* [What needs to be done]:
Could you rewrite the lines below, starting with the line with "query (the noun phrase to segment): white" and going on through the end, so that "chest pocket" becomes "breast pocket" and nothing else changes?

* [Data supplied]:
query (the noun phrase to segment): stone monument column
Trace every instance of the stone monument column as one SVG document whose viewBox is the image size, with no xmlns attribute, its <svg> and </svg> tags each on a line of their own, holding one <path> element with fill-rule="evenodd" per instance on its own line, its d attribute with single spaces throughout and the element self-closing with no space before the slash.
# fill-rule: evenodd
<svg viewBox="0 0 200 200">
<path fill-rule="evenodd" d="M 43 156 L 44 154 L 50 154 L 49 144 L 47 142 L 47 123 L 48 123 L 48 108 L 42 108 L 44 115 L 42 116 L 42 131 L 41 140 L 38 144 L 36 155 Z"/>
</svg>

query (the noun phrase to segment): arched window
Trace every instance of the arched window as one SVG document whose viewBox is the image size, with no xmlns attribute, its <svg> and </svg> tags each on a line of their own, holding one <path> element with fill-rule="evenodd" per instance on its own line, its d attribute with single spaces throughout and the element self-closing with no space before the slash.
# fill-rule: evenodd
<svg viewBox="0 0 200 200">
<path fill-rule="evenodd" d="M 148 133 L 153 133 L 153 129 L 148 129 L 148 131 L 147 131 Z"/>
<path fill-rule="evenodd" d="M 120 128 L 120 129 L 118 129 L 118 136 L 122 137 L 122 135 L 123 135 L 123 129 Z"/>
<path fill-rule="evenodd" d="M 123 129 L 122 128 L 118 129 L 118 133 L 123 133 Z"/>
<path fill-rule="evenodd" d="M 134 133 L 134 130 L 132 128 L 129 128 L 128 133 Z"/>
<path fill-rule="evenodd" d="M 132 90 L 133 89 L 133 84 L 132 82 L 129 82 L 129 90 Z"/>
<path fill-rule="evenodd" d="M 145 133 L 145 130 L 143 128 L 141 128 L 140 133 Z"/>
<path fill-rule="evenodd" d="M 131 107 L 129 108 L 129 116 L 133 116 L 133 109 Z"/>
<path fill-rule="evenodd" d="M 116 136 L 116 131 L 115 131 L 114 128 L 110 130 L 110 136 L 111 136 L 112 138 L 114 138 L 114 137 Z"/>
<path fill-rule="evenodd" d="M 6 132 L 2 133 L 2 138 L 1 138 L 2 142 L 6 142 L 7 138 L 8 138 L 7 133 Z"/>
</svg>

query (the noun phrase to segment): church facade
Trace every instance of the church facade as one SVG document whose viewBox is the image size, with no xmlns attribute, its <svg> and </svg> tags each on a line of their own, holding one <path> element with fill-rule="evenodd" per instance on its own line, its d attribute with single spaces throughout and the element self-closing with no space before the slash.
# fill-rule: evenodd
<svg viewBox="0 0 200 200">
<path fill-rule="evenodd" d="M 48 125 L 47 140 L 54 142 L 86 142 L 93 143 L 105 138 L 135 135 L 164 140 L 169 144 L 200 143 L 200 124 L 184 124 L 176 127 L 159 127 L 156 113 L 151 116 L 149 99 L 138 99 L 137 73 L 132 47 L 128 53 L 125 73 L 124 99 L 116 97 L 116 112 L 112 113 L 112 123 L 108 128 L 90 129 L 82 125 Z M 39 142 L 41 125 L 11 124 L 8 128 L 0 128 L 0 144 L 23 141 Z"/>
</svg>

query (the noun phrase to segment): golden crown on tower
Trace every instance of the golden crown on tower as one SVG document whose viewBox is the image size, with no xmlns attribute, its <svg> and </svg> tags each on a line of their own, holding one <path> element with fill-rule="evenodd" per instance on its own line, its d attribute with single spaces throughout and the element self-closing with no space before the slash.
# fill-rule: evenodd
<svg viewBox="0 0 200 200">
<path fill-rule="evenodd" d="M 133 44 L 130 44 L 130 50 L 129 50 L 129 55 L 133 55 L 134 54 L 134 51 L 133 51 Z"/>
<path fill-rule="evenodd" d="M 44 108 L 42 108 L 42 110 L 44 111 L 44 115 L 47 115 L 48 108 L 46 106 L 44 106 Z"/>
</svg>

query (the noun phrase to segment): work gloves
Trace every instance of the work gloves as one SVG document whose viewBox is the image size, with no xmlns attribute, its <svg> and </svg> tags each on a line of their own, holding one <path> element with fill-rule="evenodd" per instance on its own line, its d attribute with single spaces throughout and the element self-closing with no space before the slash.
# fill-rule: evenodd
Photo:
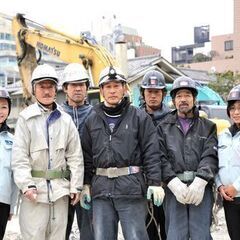
<svg viewBox="0 0 240 240">
<path fill-rule="evenodd" d="M 149 186 L 147 190 L 147 199 L 151 200 L 153 196 L 153 203 L 156 206 L 162 205 L 165 193 L 162 187 L 160 186 Z"/>
<path fill-rule="evenodd" d="M 91 208 L 91 195 L 90 195 L 90 186 L 83 185 L 83 190 L 80 195 L 80 205 L 82 208 L 89 210 Z"/>
<path fill-rule="evenodd" d="M 199 205 L 202 202 L 207 183 L 208 182 L 206 180 L 195 177 L 193 182 L 188 187 L 186 203 L 194 204 L 196 206 Z"/>
<path fill-rule="evenodd" d="M 186 204 L 186 196 L 188 194 L 187 184 L 183 183 L 178 177 L 175 177 L 167 186 L 175 195 L 178 202 Z"/>
</svg>

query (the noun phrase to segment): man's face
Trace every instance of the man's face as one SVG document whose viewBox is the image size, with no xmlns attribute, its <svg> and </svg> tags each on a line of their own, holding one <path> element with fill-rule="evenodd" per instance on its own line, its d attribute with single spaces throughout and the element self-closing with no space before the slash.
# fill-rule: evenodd
<svg viewBox="0 0 240 240">
<path fill-rule="evenodd" d="M 100 92 L 104 97 L 106 106 L 115 107 L 126 93 L 126 86 L 121 82 L 111 81 L 104 84 L 100 88 Z"/>
<path fill-rule="evenodd" d="M 144 89 L 144 99 L 147 107 L 157 109 L 163 100 L 163 90 L 154 88 Z"/>
<path fill-rule="evenodd" d="M 8 101 L 5 98 L 0 98 L 0 124 L 2 124 L 8 117 L 9 107 Z"/>
<path fill-rule="evenodd" d="M 35 97 L 44 106 L 54 102 L 56 96 L 56 84 L 51 80 L 43 80 L 35 84 Z"/>
<path fill-rule="evenodd" d="M 240 126 L 240 101 L 236 101 L 230 108 L 229 114 L 231 120 L 236 123 L 237 126 Z"/>
<path fill-rule="evenodd" d="M 68 97 L 68 104 L 70 106 L 80 106 L 84 104 L 87 96 L 87 86 L 85 82 L 68 83 L 64 87 L 64 92 Z"/>
<path fill-rule="evenodd" d="M 195 104 L 195 98 L 190 90 L 181 89 L 177 91 L 173 103 L 178 110 L 178 114 L 186 116 L 191 112 Z"/>
</svg>

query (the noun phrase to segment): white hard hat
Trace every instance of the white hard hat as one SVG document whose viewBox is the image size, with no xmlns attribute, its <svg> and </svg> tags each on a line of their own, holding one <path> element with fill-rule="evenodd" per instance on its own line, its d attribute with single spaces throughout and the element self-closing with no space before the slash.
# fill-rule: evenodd
<svg viewBox="0 0 240 240">
<path fill-rule="evenodd" d="M 58 76 L 52 66 L 48 64 L 38 65 L 32 73 L 31 84 L 33 85 L 36 82 L 40 82 L 46 79 L 58 84 Z"/>
<path fill-rule="evenodd" d="M 62 84 L 70 82 L 89 82 L 89 75 L 84 66 L 80 63 L 70 63 L 63 71 Z"/>
<path fill-rule="evenodd" d="M 98 85 L 100 87 L 110 81 L 127 82 L 123 72 L 118 67 L 114 66 L 106 67 L 101 71 Z"/>
</svg>

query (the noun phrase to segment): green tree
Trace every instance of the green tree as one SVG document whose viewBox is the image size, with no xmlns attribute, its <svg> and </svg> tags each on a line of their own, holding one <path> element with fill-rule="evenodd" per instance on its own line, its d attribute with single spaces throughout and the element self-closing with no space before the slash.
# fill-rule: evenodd
<svg viewBox="0 0 240 240">
<path fill-rule="evenodd" d="M 224 73 L 217 73 L 216 81 L 210 82 L 208 86 L 226 100 L 229 91 L 238 84 L 240 84 L 240 74 L 234 74 L 232 71 L 227 71 Z"/>
</svg>

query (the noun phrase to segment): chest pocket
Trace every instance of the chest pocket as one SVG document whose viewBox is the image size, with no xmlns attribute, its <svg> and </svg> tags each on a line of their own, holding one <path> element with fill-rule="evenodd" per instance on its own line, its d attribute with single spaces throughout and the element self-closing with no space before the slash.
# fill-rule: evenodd
<svg viewBox="0 0 240 240">
<path fill-rule="evenodd" d="M 1 156 L 1 158 L 3 157 L 2 164 L 4 168 L 8 168 L 10 171 L 13 141 L 10 139 L 5 139 L 2 144 L 4 150 L 3 156 Z"/>
<path fill-rule="evenodd" d="M 12 140 L 4 140 L 3 145 L 4 145 L 4 148 L 6 150 L 10 150 L 11 151 L 12 150 L 13 141 Z"/>
</svg>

* [Task response]:
query (the noun phrase to segment): white hard hat
Trace every instance of the white hard hat as one SVG document whose viewBox is the image size, with no xmlns attribute, its <svg> and </svg> tags each on a line of their own, holding one <path> element with fill-rule="evenodd" per instance on its own line, its d attribute with single spaces throughout and the element self-closing with no space before the slash.
# fill-rule: evenodd
<svg viewBox="0 0 240 240">
<path fill-rule="evenodd" d="M 58 76 L 52 66 L 48 64 L 38 65 L 32 73 L 31 84 L 33 85 L 36 82 L 40 82 L 46 79 L 58 84 Z"/>
<path fill-rule="evenodd" d="M 62 84 L 70 82 L 89 82 L 89 75 L 84 66 L 80 63 L 70 63 L 63 71 Z"/>
<path fill-rule="evenodd" d="M 98 85 L 100 87 L 110 81 L 127 82 L 123 72 L 118 67 L 114 66 L 106 67 L 101 71 Z"/>
</svg>

query (the noun phrase to segment): green tree
Trace every instance of the green tree as one SVG document whose viewBox is the image size, with no xmlns attribute, its <svg> and </svg> tags each on a line of their own, holding one <path> element with fill-rule="evenodd" per instance on its own line, its d attribute with single spaces throughout and the element self-closing with no space before the slash.
# fill-rule: evenodd
<svg viewBox="0 0 240 240">
<path fill-rule="evenodd" d="M 224 73 L 217 73 L 216 81 L 210 82 L 208 86 L 226 100 L 229 91 L 238 84 L 240 84 L 240 74 L 234 74 L 232 71 L 227 71 Z"/>
</svg>

query (the noun phrase to segment): breast pocket
Trace every instance of the breast pocket as one SVG document whose viewBox is the image size, with no xmlns attribute, its <svg> and </svg> tags each on a line of their own, holding one <path> element with fill-rule="evenodd" per instance on its own line, its d attribute with single spaces throughout and the element self-closing with no space before the slash.
# fill-rule: evenodd
<svg viewBox="0 0 240 240">
<path fill-rule="evenodd" d="M 1 156 L 1 158 L 3 157 L 2 164 L 4 168 L 8 168 L 10 171 L 13 141 L 10 139 L 5 139 L 2 144 L 4 150 L 3 156 Z"/>
<path fill-rule="evenodd" d="M 12 140 L 4 140 L 3 145 L 4 145 L 4 148 L 6 150 L 10 150 L 11 151 L 12 150 L 13 141 Z"/>
</svg>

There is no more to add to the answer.